■ **TEXT EXCERPT**
::::::::
The most common symptoms of this coronavirus include:

  • fever
  • dry cough
  • tiredness

Other symptoms include:

  • shortness of breath
  • aches and pains
  • sore throat
  • trouble breathing
  • chest pain or pressure
  • pink eye (conjunctivitis)
  • loss of sense of smell

These symptoms tend to start between 2 and 14 days after coming into contact with the virus.

Less commonly, people with COVID-19 have experienced:

  • runny nose
  • diarrhea
  • nausea
  • vomiting
  • abdominal discomfort

“Often [COVID-19] can start out with symptoms similar to a common cold,” Halle Moore, M.D., director of breast oncology at the Cleveland Clinic, told Breastcancer.org. “Patients may experience fatigue, a sore throat, and a cough, but they will usually get a fever, as well. The illness can also progress to shortness of breath and respiratory difficulties.”
::::::::
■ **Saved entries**
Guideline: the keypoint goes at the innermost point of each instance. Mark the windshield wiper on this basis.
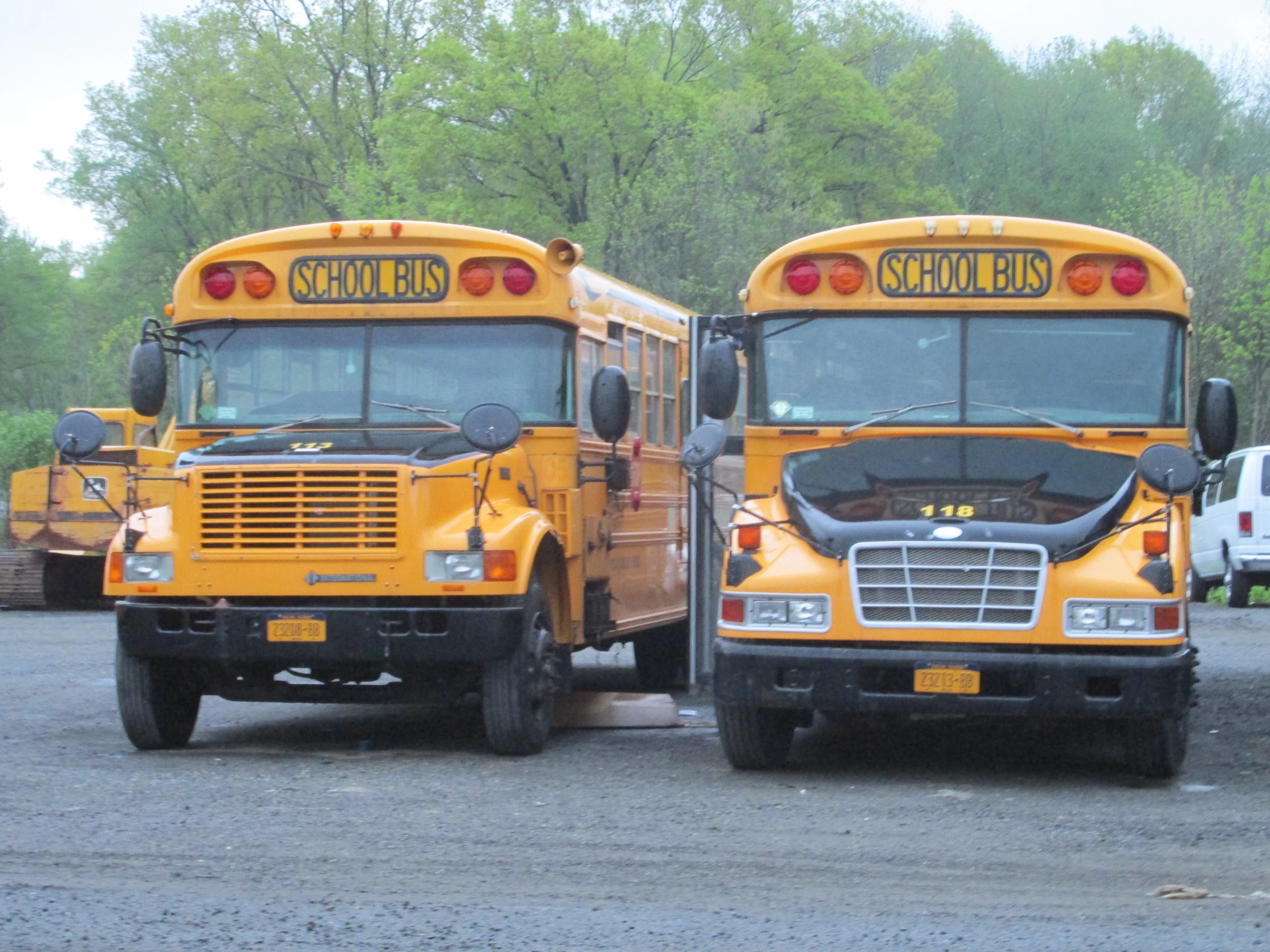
(422, 410)
(307, 419)
(1033, 414)
(893, 414)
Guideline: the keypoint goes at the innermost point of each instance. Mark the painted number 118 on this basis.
(966, 512)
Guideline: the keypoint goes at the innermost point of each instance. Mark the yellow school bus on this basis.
(416, 460)
(64, 516)
(967, 471)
::::::::
■ **EXERCISE GOAL**
According to the COVID-19 symptoms text, how many days after contact with the virus do symptoms tend to start?

■ **ANSWER FOR THE TASK**
Between 2 and 14 days.